(Excerpts from a pointing dataset)
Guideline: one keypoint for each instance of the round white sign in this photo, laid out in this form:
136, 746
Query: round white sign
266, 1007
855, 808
---
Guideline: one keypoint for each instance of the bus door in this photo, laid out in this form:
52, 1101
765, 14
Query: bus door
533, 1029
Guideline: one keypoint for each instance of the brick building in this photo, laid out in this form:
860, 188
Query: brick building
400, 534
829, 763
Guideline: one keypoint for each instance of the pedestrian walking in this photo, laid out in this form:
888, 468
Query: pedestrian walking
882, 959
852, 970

_Work to complete_
Count how many lines in the entries above contain the string "sign". Case counts, and your reply should be only the number.

_Problem solution_
2